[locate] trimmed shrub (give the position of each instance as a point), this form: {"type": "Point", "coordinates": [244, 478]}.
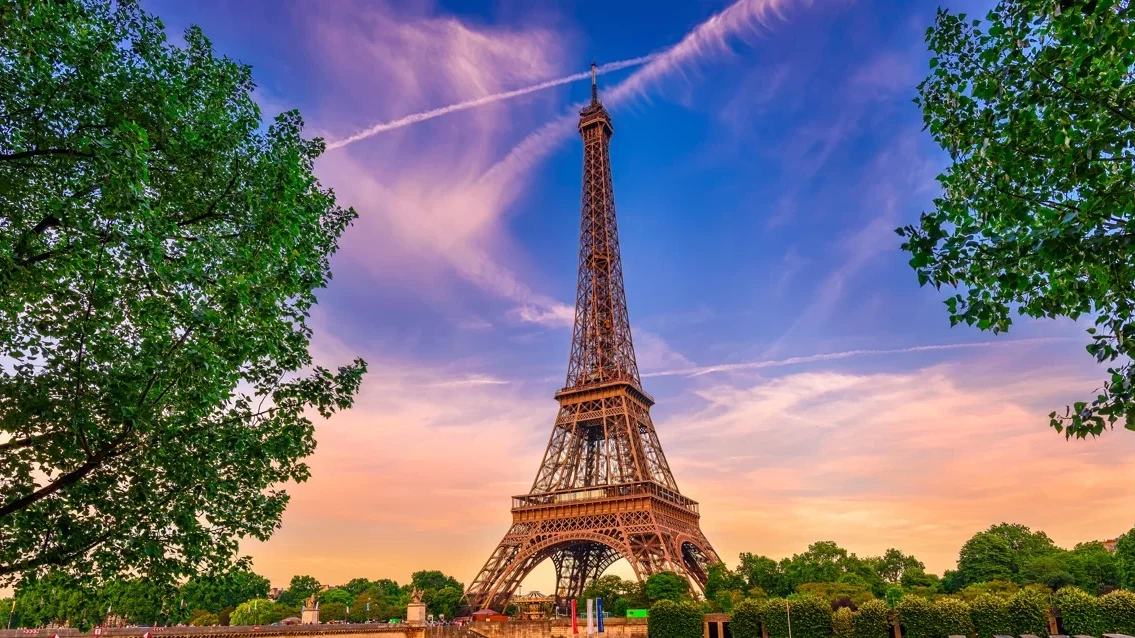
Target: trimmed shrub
{"type": "Point", "coordinates": [990, 614]}
{"type": "Point", "coordinates": [1118, 612]}
{"type": "Point", "coordinates": [675, 620]}
{"type": "Point", "coordinates": [843, 623]}
{"type": "Point", "coordinates": [1079, 612]}
{"type": "Point", "coordinates": [746, 619]}
{"type": "Point", "coordinates": [1028, 610]}
{"type": "Point", "coordinates": [918, 618]}
{"type": "Point", "coordinates": [871, 620]}
{"type": "Point", "coordinates": [812, 616]}
{"type": "Point", "coordinates": [953, 616]}
{"type": "Point", "coordinates": [775, 618]}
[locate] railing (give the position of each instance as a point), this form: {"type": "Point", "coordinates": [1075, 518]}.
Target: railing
{"type": "Point", "coordinates": [645, 488]}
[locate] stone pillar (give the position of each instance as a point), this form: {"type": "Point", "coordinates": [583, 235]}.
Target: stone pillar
{"type": "Point", "coordinates": [415, 614]}
{"type": "Point", "coordinates": [310, 614]}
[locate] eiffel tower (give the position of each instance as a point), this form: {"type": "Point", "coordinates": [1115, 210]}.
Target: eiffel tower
{"type": "Point", "coordinates": [604, 490]}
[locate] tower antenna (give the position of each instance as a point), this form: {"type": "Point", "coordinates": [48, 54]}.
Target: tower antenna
{"type": "Point", "coordinates": [595, 86]}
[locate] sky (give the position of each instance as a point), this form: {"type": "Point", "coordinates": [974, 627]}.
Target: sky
{"type": "Point", "coordinates": [807, 388]}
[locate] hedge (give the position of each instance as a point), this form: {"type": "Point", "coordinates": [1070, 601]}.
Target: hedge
{"type": "Point", "coordinates": [675, 620]}
{"type": "Point", "coordinates": [991, 616]}
{"type": "Point", "coordinates": [918, 618]}
{"type": "Point", "coordinates": [1118, 612]}
{"type": "Point", "coordinates": [1079, 612]}
{"type": "Point", "coordinates": [746, 619]}
{"type": "Point", "coordinates": [843, 623]}
{"type": "Point", "coordinates": [953, 618]}
{"type": "Point", "coordinates": [871, 620]}
{"type": "Point", "coordinates": [812, 616]}
{"type": "Point", "coordinates": [1028, 610]}
{"type": "Point", "coordinates": [775, 618]}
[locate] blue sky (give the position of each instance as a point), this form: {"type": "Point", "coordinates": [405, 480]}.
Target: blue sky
{"type": "Point", "coordinates": [758, 178]}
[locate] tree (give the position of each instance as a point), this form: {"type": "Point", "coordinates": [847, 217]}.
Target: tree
{"type": "Point", "coordinates": [303, 587]}
{"type": "Point", "coordinates": [761, 571]}
{"type": "Point", "coordinates": [666, 586]}
{"type": "Point", "coordinates": [1036, 110]}
{"type": "Point", "coordinates": [445, 601]}
{"type": "Point", "coordinates": [1125, 559]}
{"type": "Point", "coordinates": [433, 579]}
{"type": "Point", "coordinates": [1051, 570]}
{"type": "Point", "coordinates": [335, 595]}
{"type": "Point", "coordinates": [258, 611]}
{"type": "Point", "coordinates": [720, 578]}
{"type": "Point", "coordinates": [356, 586]}
{"type": "Point", "coordinates": [213, 593]}
{"type": "Point", "coordinates": [1094, 567]}
{"type": "Point", "coordinates": [1000, 553]}
{"type": "Point", "coordinates": [159, 255]}
{"type": "Point", "coordinates": [893, 565]}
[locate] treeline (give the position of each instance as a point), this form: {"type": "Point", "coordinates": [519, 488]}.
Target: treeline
{"type": "Point", "coordinates": [1031, 611]}
{"type": "Point", "coordinates": [1001, 560]}
{"type": "Point", "coordinates": [238, 596]}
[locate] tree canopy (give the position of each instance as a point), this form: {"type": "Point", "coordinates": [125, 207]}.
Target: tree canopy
{"type": "Point", "coordinates": [1036, 110]}
{"type": "Point", "coordinates": [159, 254]}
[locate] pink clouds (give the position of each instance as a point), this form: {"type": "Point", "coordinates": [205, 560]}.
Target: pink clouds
{"type": "Point", "coordinates": [917, 460]}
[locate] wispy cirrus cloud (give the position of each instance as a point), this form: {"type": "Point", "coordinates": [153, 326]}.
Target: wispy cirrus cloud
{"type": "Point", "coordinates": [918, 460]}
{"type": "Point", "coordinates": [699, 370]}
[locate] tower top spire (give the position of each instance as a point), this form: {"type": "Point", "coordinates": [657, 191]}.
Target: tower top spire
{"type": "Point", "coordinates": [595, 84]}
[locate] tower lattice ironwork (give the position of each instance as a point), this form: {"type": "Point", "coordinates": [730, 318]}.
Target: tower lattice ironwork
{"type": "Point", "coordinates": [604, 490]}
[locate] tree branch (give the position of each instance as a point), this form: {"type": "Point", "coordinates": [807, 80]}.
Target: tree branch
{"type": "Point", "coordinates": [40, 152]}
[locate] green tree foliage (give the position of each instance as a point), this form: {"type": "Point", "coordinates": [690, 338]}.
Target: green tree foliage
{"type": "Point", "coordinates": [953, 616]}
{"type": "Point", "coordinates": [893, 567]}
{"type": "Point", "coordinates": [1001, 553]}
{"type": "Point", "coordinates": [774, 612]}
{"type": "Point", "coordinates": [872, 621]}
{"type": "Point", "coordinates": [720, 579]}
{"type": "Point", "coordinates": [1118, 612]}
{"type": "Point", "coordinates": [356, 586]}
{"type": "Point", "coordinates": [335, 595]}
{"type": "Point", "coordinates": [1079, 612]}
{"type": "Point", "coordinates": [258, 611]}
{"type": "Point", "coordinates": [843, 623]}
{"type": "Point", "coordinates": [918, 618]}
{"type": "Point", "coordinates": [227, 589]}
{"type": "Point", "coordinates": [1125, 559]}
{"type": "Point", "coordinates": [999, 588]}
{"type": "Point", "coordinates": [666, 586]}
{"type": "Point", "coordinates": [1094, 567]}
{"type": "Point", "coordinates": [433, 579]}
{"type": "Point", "coordinates": [303, 587]}
{"type": "Point", "coordinates": [203, 619]}
{"type": "Point", "coordinates": [159, 255]}
{"type": "Point", "coordinates": [991, 616]}
{"type": "Point", "coordinates": [618, 594]}
{"type": "Point", "coordinates": [746, 619]}
{"type": "Point", "coordinates": [670, 619]}
{"type": "Point", "coordinates": [1028, 610]}
{"type": "Point", "coordinates": [443, 602]}
{"type": "Point", "coordinates": [763, 572]}
{"type": "Point", "coordinates": [1053, 570]}
{"type": "Point", "coordinates": [1035, 108]}
{"type": "Point", "coordinates": [333, 611]}
{"type": "Point", "coordinates": [832, 592]}
{"type": "Point", "coordinates": [810, 616]}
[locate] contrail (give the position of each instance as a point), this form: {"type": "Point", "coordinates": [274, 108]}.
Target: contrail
++++
## TASK DETAILS
Your copy should repeat each entry above exactly but contain no pictures.

## WRITTEN SOLUTION
[locate] trimmed shrub (give the position of each instance as a point), this form: {"type": "Point", "coordinates": [244, 478]}.
Target: trimmed shrub
{"type": "Point", "coordinates": [990, 614]}
{"type": "Point", "coordinates": [1118, 612]}
{"type": "Point", "coordinates": [675, 620]}
{"type": "Point", "coordinates": [843, 623]}
{"type": "Point", "coordinates": [1079, 612]}
{"type": "Point", "coordinates": [746, 619]}
{"type": "Point", "coordinates": [1028, 610]}
{"type": "Point", "coordinates": [918, 618]}
{"type": "Point", "coordinates": [871, 620]}
{"type": "Point", "coordinates": [812, 616]}
{"type": "Point", "coordinates": [953, 616]}
{"type": "Point", "coordinates": [775, 618]}
[locate] railing (give the position of each instance as a point), this form: {"type": "Point", "coordinates": [1075, 518]}.
Target: railing
{"type": "Point", "coordinates": [645, 488]}
[locate] stone pillar (give the position of each instance as a point), this form: {"type": "Point", "coordinates": [583, 235]}.
Target: stone pillar
{"type": "Point", "coordinates": [415, 614]}
{"type": "Point", "coordinates": [310, 614]}
[locate] eiffel tower (give the position of each instance as a point), this form: {"type": "Point", "coordinates": [1115, 210]}.
Target: eiffel tower
{"type": "Point", "coordinates": [604, 490]}
[locate] tower antenna (give the position of each instance as a point), this form: {"type": "Point", "coordinates": [48, 54]}.
Target: tower antenna
{"type": "Point", "coordinates": [595, 86]}
[locate] sky (give the position of each instance as a point), this form: {"type": "Point", "coordinates": [974, 627]}.
Target: sky
{"type": "Point", "coordinates": [807, 388]}
[locate] hedge (give the position of each instance as a point), this form: {"type": "Point", "coordinates": [1070, 601]}.
Target: hedge
{"type": "Point", "coordinates": [675, 620]}
{"type": "Point", "coordinates": [991, 616]}
{"type": "Point", "coordinates": [918, 618]}
{"type": "Point", "coordinates": [1118, 612]}
{"type": "Point", "coordinates": [1079, 612]}
{"type": "Point", "coordinates": [746, 619]}
{"type": "Point", "coordinates": [843, 623]}
{"type": "Point", "coordinates": [953, 618]}
{"type": "Point", "coordinates": [871, 620]}
{"type": "Point", "coordinates": [812, 616]}
{"type": "Point", "coordinates": [1028, 610]}
{"type": "Point", "coordinates": [775, 618]}
[locate] blue sky (give the position of each instance as a point), this form: {"type": "Point", "coordinates": [405, 480]}.
Target: blue sky
{"type": "Point", "coordinates": [758, 178]}
[locate] tree (give the position of each instance as a point), this form: {"type": "Point", "coordinates": [847, 217]}.
Target: tree
{"type": "Point", "coordinates": [303, 587]}
{"type": "Point", "coordinates": [761, 571]}
{"type": "Point", "coordinates": [666, 586]}
{"type": "Point", "coordinates": [1036, 110]}
{"type": "Point", "coordinates": [445, 601]}
{"type": "Point", "coordinates": [1125, 559]}
{"type": "Point", "coordinates": [433, 579]}
{"type": "Point", "coordinates": [1051, 570]}
{"type": "Point", "coordinates": [335, 595]}
{"type": "Point", "coordinates": [258, 611]}
{"type": "Point", "coordinates": [720, 578]}
{"type": "Point", "coordinates": [356, 586]}
{"type": "Point", "coordinates": [213, 593]}
{"type": "Point", "coordinates": [1094, 567]}
{"type": "Point", "coordinates": [1000, 553]}
{"type": "Point", "coordinates": [159, 255]}
{"type": "Point", "coordinates": [893, 565]}
[locate] treeline (give the position of each instance as a point), this form: {"type": "Point", "coordinates": [519, 488]}.
Target: treeline
{"type": "Point", "coordinates": [1031, 611]}
{"type": "Point", "coordinates": [1001, 560]}
{"type": "Point", "coordinates": [238, 596]}
[locate] tree canopy (give the position of each instance as a point), this form: {"type": "Point", "coordinates": [125, 207]}.
Target: tree canopy
{"type": "Point", "coordinates": [1036, 110]}
{"type": "Point", "coordinates": [159, 254]}
[locate] pink clouds (give the position of each instance as a point), this form: {"type": "Point", "coordinates": [205, 560]}.
Target: pink clouds
{"type": "Point", "coordinates": [917, 460]}
[locate] wispy cirrus cloud (give the position of each instance as a point), this form: {"type": "Point", "coordinates": [153, 326]}.
Target: wispy cirrus cloud
{"type": "Point", "coordinates": [918, 460]}
{"type": "Point", "coordinates": [699, 370]}
[locate] tower top spire (give the position of each instance as a point), this form: {"type": "Point", "coordinates": [657, 191]}.
Target: tower top spire
{"type": "Point", "coordinates": [595, 84]}
[locate] tower lattice ironwork (give the position of each instance as a point), this form: {"type": "Point", "coordinates": [730, 318]}.
Target: tower lattice ironwork
{"type": "Point", "coordinates": [604, 490]}
[locate] tree branch (give the position of each instance as a point), this form: {"type": "Point", "coordinates": [807, 80]}.
Target: tree branch
{"type": "Point", "coordinates": [40, 152]}
[locate] green tree foliage (give the position of each instance as a point), this form: {"type": "Point", "coordinates": [690, 338]}.
Target: green tree foliage
{"type": "Point", "coordinates": [953, 616]}
{"type": "Point", "coordinates": [893, 567]}
{"type": "Point", "coordinates": [1001, 553]}
{"type": "Point", "coordinates": [774, 612]}
{"type": "Point", "coordinates": [872, 621]}
{"type": "Point", "coordinates": [720, 579]}
{"type": "Point", "coordinates": [1118, 612]}
{"type": "Point", "coordinates": [356, 586]}
{"type": "Point", "coordinates": [335, 595]}
{"type": "Point", "coordinates": [1079, 612]}
{"type": "Point", "coordinates": [258, 611]}
{"type": "Point", "coordinates": [843, 623]}
{"type": "Point", "coordinates": [918, 618]}
{"type": "Point", "coordinates": [227, 589]}
{"type": "Point", "coordinates": [1125, 559]}
{"type": "Point", "coordinates": [999, 588]}
{"type": "Point", "coordinates": [666, 586]}
{"type": "Point", "coordinates": [1094, 567]}
{"type": "Point", "coordinates": [433, 579]}
{"type": "Point", "coordinates": [303, 587]}
{"type": "Point", "coordinates": [203, 619]}
{"type": "Point", "coordinates": [159, 255]}
{"type": "Point", "coordinates": [991, 616]}
{"type": "Point", "coordinates": [618, 594]}
{"type": "Point", "coordinates": [746, 619]}
{"type": "Point", "coordinates": [670, 619]}
{"type": "Point", "coordinates": [1028, 610]}
{"type": "Point", "coordinates": [443, 602]}
{"type": "Point", "coordinates": [763, 572]}
{"type": "Point", "coordinates": [1053, 570]}
{"type": "Point", "coordinates": [1035, 108]}
{"type": "Point", "coordinates": [333, 611]}
{"type": "Point", "coordinates": [832, 592]}
{"type": "Point", "coordinates": [810, 616]}
[locate] contrail (give the position of each instance as a point), this form: {"type": "Point", "coordinates": [274, 108]}.
Target: contrail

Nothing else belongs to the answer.